Locate each line in the listing below that contains the string "basketball", treating uppercase and lowercase as different, and copy every such line.

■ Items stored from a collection
============================================================

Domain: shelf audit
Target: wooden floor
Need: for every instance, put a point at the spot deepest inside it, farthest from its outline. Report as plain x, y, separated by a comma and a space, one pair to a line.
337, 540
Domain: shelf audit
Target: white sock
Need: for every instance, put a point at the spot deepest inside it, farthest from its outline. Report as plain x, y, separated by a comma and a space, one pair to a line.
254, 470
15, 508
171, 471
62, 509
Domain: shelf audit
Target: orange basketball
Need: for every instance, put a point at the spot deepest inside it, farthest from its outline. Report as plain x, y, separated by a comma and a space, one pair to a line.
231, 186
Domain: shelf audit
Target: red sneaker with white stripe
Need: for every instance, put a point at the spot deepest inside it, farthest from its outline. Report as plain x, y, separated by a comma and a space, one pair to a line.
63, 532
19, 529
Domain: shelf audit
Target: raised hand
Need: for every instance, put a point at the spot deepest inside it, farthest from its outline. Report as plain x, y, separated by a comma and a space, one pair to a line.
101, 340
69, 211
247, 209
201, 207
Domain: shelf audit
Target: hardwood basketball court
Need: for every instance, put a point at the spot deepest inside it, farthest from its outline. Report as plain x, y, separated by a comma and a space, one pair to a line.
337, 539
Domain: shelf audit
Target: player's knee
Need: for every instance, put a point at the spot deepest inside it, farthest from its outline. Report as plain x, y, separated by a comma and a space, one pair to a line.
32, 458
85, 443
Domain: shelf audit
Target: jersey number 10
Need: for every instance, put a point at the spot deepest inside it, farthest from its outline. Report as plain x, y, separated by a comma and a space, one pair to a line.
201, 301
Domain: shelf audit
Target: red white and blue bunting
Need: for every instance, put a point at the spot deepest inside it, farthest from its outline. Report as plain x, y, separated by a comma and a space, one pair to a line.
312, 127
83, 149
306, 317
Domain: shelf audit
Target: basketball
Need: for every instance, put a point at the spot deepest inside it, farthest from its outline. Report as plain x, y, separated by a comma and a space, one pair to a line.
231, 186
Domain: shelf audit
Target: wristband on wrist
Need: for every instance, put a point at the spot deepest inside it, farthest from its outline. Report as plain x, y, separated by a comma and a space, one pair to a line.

============================================================

■ TASK SOLUTION
Target: orange basketball
Target: hardwood basketball court
Target: basketball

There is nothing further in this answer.